DIRECTIONS FOR THIS TASK => The data should be written out in full, exactly as it stands, and the pictures dropped.
- - -
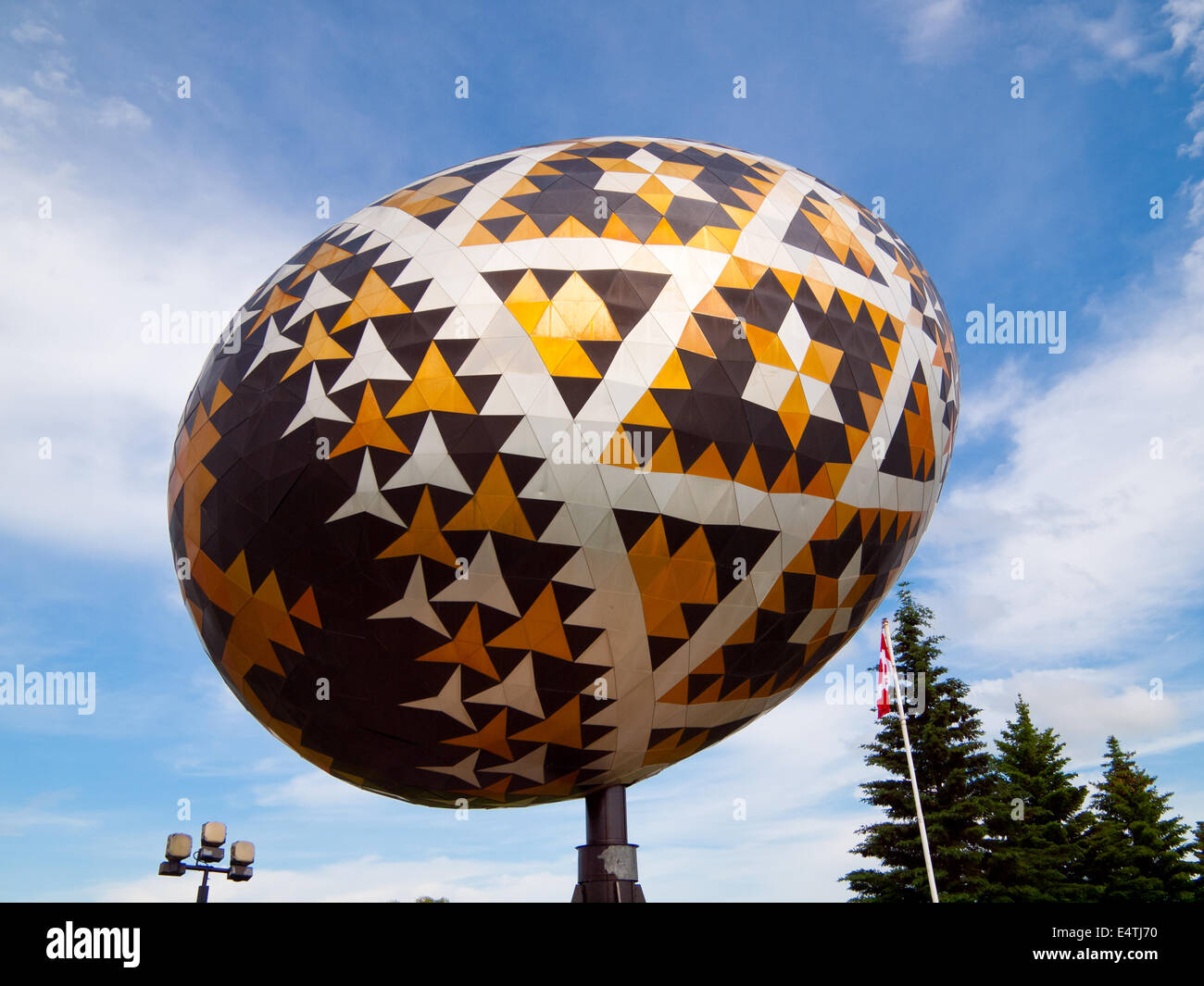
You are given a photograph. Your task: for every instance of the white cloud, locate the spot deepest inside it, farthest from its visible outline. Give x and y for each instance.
(1108, 532)
(75, 289)
(56, 72)
(37, 813)
(24, 105)
(934, 31)
(116, 111)
(31, 32)
(1186, 22)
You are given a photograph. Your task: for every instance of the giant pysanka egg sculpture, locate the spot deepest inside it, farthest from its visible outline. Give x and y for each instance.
(557, 468)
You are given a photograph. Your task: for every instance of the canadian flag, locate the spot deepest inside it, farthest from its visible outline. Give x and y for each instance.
(884, 674)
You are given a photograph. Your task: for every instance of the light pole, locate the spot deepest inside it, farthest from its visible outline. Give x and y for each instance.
(180, 848)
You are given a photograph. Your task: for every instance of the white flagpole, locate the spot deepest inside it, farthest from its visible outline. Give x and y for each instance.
(910, 766)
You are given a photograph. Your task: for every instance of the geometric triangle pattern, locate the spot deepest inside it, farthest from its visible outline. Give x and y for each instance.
(555, 468)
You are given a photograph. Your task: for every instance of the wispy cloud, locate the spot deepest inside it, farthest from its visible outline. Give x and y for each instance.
(34, 32)
(116, 111)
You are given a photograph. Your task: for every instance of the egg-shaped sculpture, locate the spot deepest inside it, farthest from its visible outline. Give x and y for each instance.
(557, 468)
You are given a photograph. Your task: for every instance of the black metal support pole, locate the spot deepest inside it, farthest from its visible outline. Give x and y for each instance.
(606, 865)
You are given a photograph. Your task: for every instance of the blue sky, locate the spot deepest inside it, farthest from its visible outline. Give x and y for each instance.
(1034, 204)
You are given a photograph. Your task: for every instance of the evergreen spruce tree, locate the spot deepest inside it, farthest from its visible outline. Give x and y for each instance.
(1197, 850)
(1133, 853)
(952, 772)
(1035, 820)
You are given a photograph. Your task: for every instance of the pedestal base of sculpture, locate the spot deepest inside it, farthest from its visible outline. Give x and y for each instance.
(606, 865)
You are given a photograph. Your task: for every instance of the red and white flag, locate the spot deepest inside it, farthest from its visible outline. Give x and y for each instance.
(884, 674)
- - -
SOLUTION TO THE EXERCISE =>
You are given a photograph. Your task: for every instance of the white cloud, locate the spot deepest inside it, farthest from its visible outline. Give x and y for each instance.
(1108, 532)
(75, 289)
(56, 72)
(37, 813)
(24, 105)
(934, 31)
(116, 111)
(31, 32)
(1186, 22)
You are given a photograph. Your task: for every instance of the giant pysanka egg sculpture, locate the spot deepest inside it, farthest from its visible outline. Give x and y for each instance.
(557, 468)
You are given a photograph. Your task: for every instance of the canadian flag, locate the spot deepest inside it, farthest from its visible outline. Give x and y for each instance.
(884, 674)
You are given a photograph. Your task: for every instance of the light pole, locate the spot deepest inside it, farthest from its visible outline. Give x and y for each instance.
(180, 848)
You are given a photograph. Your task: for every instance of the white flagpole, locate the spot deepest inside it, farthest from its visible outline. Give x and y for each instance.
(910, 766)
You are given a photograph. Your task: for every instance of the geometric triangle pattern, locate the spot deepest inside it, farthest from its visible outline. Give x and y for each instance.
(555, 468)
You are given a photograph. Your task: for every instance of the wispy cloud, locate the spot deepest inside it, farthest from its visible outline. Give x and y for each instance.
(34, 32)
(116, 111)
You are given a photograph. Your task: for every instance of the egg-shaped sculpture, locate the spot deepest inside it, farthest from its visible outline. Give x and y for each instance.
(557, 468)
You are given a photograph. Your task: for every instance of the black metal support pole, locate the spot deepest inside it, farthest from its visible outline. Give x and y for each instance.
(606, 865)
You are given a photograph. Your task: for every instance of the blue sky, locate the spot deepest inside it, farthest from its visible outline. Give x and y for each instance.
(1034, 204)
You are given a photograph. Your task: for every instance of the evergreen spruce tree, locate the spot deepest inside it, farthest from its visible outline. Give x and y for each instance.
(1197, 850)
(1133, 853)
(952, 772)
(1035, 820)
You are given a photograph. Your task: for every instance of the pedestal base of sculpture, locate the spot deepest inside it, farthest from its visible outline. Give x and y for each instance.
(606, 865)
You are given a photograph. Your task: for every instance of the red and white flag, locate the spot deepest inside it, farthest from its visible outline. Give x and y for each instance.
(884, 674)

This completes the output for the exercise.